Date: 05/11/2004 at 13:00:18
From: Michael
Subject: Calorie Physics

I wanted to know how many Calories are required to perform a "Bench 
Press" and various other exercises.  Therefore, I figured out the 
formula and wanted someone to check it for accuracy.

Using Newton's Second Law, I found the difficult part is converting 
the values to Calories.  The values seem within reason but somehow I 
feel something is missing...

Problem:  How many Calories are required to complete a Bench Press 
using 3 sets of 5 repetitions at 205 lbs.?

Known values:  Weight = 205 lbs. or 92.986kg, Time (to complete one 
rep) = 2 sec., Distance = 24 inches or 0.610m (0.305 meters per 
second).

If Force (required to complete one rep) = 1kg * m/s2 = 1 Newton, then
92.986kq * 0.610m/2/2 = 14.18 Newtons.

However if I use the Fgrav = kg * 9.8N I get 911N which translates 
to W = F * d * Cos(deg) which is = 911N * (0.610/2) * Cos(0) = 277.9 J 
which converts to (3 sets of 5) = 995.8 Calories.  

This result seems high in my opinion...am I close or way off?



Date: 05/11/2004 at 15:56:53
From: Doctor Edwin
Subject: Re: Calorie Physics

Hi, Michael.

There are a couple of minor problems with the work you've done so far, 
but you're close.  First, the amount of time it takes you to move the 
weight has no effect on how much energy it uses.  I know, that's not 
how human muscles work, but that's how the physics of the situation 
works.  For example, to hold a 10kg weight for two hours takes a lot 
of calories.  But a two-by-four can do the same job without expending 
any energy at all.  So from a pure physics perspective, you can ignore 
the time it takes to move the weight.

The m/sec/sec factor actually is part of the measure of gravity, and 
is not related to the distance you moved the weight, or to the time 
you were moving it.  The formula you want is

energy =       force                 *  distance

       =     mass * gravity          *  distance

       = 92.986kg * 9.8m/sec/sec     * .61m

       = 555.870308 kg m^2 /sec^2
       
       = 555.870308 Joules

Your conversion to calories was correct.  I use a free units converter 
at www.convertit.com. 555.8703 J gives me 132.7673 calories.  Not bad 
for one rep!

* **Data records**
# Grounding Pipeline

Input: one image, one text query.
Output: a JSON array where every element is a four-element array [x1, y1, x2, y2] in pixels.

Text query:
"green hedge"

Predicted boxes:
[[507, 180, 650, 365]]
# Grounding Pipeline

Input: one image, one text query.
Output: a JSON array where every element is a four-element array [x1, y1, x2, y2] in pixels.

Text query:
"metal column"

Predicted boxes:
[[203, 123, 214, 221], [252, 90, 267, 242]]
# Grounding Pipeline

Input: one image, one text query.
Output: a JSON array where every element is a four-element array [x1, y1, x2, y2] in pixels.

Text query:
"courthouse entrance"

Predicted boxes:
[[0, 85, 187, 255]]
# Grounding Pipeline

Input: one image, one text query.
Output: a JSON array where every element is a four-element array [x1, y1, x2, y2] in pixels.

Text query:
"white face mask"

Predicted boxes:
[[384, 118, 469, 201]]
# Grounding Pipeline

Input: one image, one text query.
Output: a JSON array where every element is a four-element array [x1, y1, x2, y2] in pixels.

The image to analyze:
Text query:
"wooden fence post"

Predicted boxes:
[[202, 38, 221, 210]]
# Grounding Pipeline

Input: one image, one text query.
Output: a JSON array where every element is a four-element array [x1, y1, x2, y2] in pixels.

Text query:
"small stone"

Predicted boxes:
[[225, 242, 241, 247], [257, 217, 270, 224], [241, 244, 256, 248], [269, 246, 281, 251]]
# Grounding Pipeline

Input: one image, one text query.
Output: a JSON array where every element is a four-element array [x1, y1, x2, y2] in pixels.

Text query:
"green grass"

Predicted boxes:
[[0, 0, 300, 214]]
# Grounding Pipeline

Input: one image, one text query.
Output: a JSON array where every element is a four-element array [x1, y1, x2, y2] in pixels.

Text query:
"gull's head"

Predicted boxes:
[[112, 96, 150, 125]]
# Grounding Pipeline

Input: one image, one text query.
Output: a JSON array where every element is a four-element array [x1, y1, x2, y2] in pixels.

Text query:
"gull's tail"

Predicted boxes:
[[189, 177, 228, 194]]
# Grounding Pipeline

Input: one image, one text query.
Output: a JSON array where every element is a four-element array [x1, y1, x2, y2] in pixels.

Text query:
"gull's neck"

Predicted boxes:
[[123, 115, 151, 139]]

* **What you need to do**
a - In the calorie physics thread, what website does Doctor Edwin use to convert units?
b - Please rework the stretch of the calorie physics thread from "Date: 05/11/2004 at 13:00:18" through "at 205 lbs.?", putting "reps" in place of "repetitions".

* **In response**
a - www.convertit.com

b -
Date: 05/11/2004 at 13:00:18
From: Michael
Subject: Calorie Physics

I wanted to know how many Calories are required to perform a "Bench 
Press" and various other exercises.  Therefore, I figured out the 
formula and wanted someone to check it for accuracy.

Using Newton's Second Law, I found the difficult part is converting 
the values to Calories.  The values seem within reason but somehow I 
feel something is missing...

Problem:  How many Calories are required to complete a Bench Press 
using 3 sets of 5 reps at 205 lbs.?